Sebagai mahasiswa yang tiap hari bergulat dengan teori keadilan, ruang publik, dan etika pemerintahan, saya melihat fenomena ini sebagai cermin dari masalah yang lebih dalam: ketimpangan kekuasaan yang bahkan terasa hingga level jalan raya.
Suara “wut-wut” yang dipakai tidak semestinya menciptakan rasa tidak aman bagi masyarakat. Justru sebaliknya, sirene seharusnya jadi penanda bahwa ada nyawa yang harus diselamatkan atau tugas negara yang harus didahulukan. Namun, ketika sirene dipakai oleh pihak yang tidak berwenang, maknanya bergeser menjadi bentuk intimidasi kecil yang setiap orang bisa lihat dan dengar.
Gerakan “stop wut-wut” bukanlah gerakan anti-polisi, bukan pula protes terhadap kendaraan darurat. Ini merupakan sebuah kritik terhadap perilaku oknum semata baik itu warga biasa, pejabat, maupun institusi tertentu, yang di mana mereka memanfaatkan alat negara untuk kepentingan pribadi.
Gerakan ini mengajak publik untuk sadar bahwa ruang jalan raya adalah ruang bersama, tempat aturan harus berlaku sama untuk semua. Bukan soal siapa yang punya mobil paling besar, siapa yang punya jabatan, atau siapa yang punya akses memasang stiker aneh-aneh.

#####

YANG HARUS DIKERJAKAN » Sebutkan semua pihak yang disebut dalam teks sumber di atas sebagai oknum yang perilakunya dikritik oleh gerakan “stop wut-wut”.

DATA TERKUMPUL »
#####

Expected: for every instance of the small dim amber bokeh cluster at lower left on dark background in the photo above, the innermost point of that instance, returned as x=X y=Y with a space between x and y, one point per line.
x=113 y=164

#####

PENYELESAIAN » Warga biasa, pejabat, dan institusi tertentu.